> _EXCERPTED TEXT_:
July 9, 2024

Develop locally, deploy globally

The recent surge in AI application development can be attributed to several factors: (1) advancements in machine learning algorithms that unlock previously intractable use cases, (2) the exponential growth in computational power enabling the training of ever-more complex models, and (3) the ubiquitous availability of vast datasets required to fuel these algorithms. However, as AI projects become increasingly pervasive, effective development paradigms, like those commonly found in traditional software development, remain elusive.

In particular, it remains nearly impossible to build streamlined and scalable development workflows that bridge the gap between local development and cloud deployment. These workflows are complicated because AI tooling is fragmented, with each tool presenting its own trade-offs and limitations.

> _GIVEN DATA_:

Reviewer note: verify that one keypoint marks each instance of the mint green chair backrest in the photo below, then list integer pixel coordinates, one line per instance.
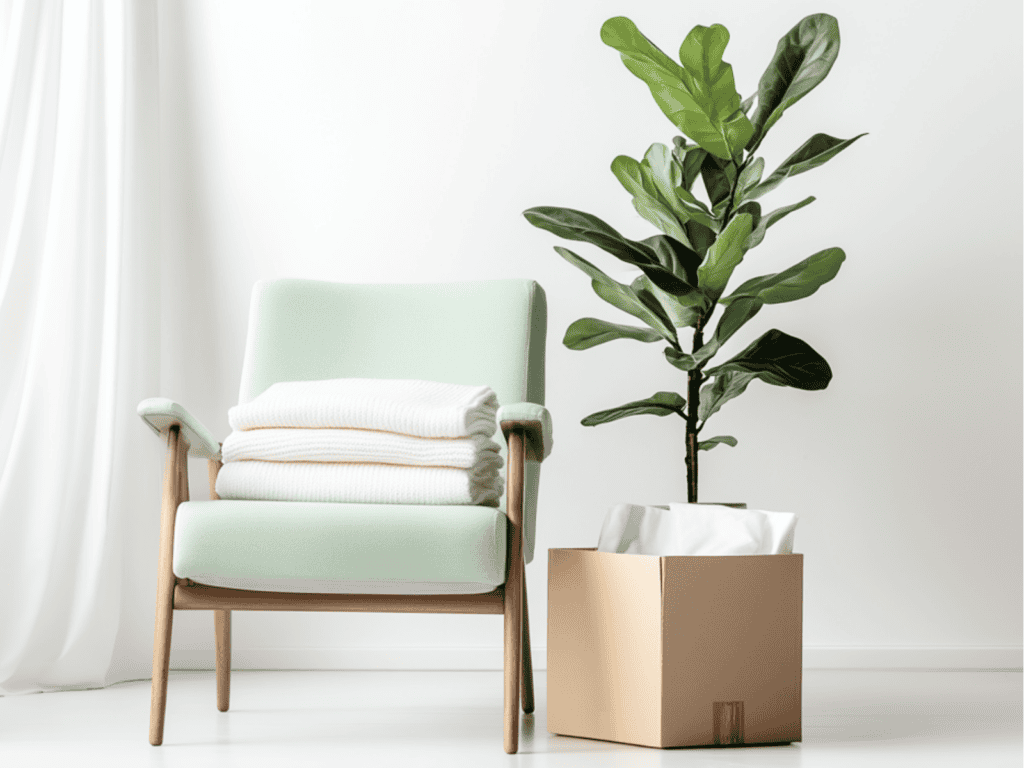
(491, 332)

> _SET OF TASKS_:
(a) Rewrite the text on AI development workflows, beginning at the words "In particular, it" and stopping after "trade-offs and limitations.", and substitute "machine learning tooling" for "AI tooling".
(b) Using the text on AI development workflows, answer the following:
(i) What date appears at the top of the text?
(ii) What is the third factor given for the recent surge in AI application development?
(iii) According to the text, what makes the workflows between local development and cloud deployment complicated?

> _WRITTEN RESPONSES_:
(a)
In particular, it remains nearly impossible to build streamlined and scalable development workflows that bridge the gap between local development and cloud deployment. These workflows are complicated because machine learning tooling is fragmented, with each tool presenting its own trade-offs and limitations.

(b)
(i) July 9, 2024.
(ii) The ubiquitous availability of vast datasets required to fuel these algorithms.
(iii) AI tooling is fragmented, and each tool presents its own trade-offs and limitations.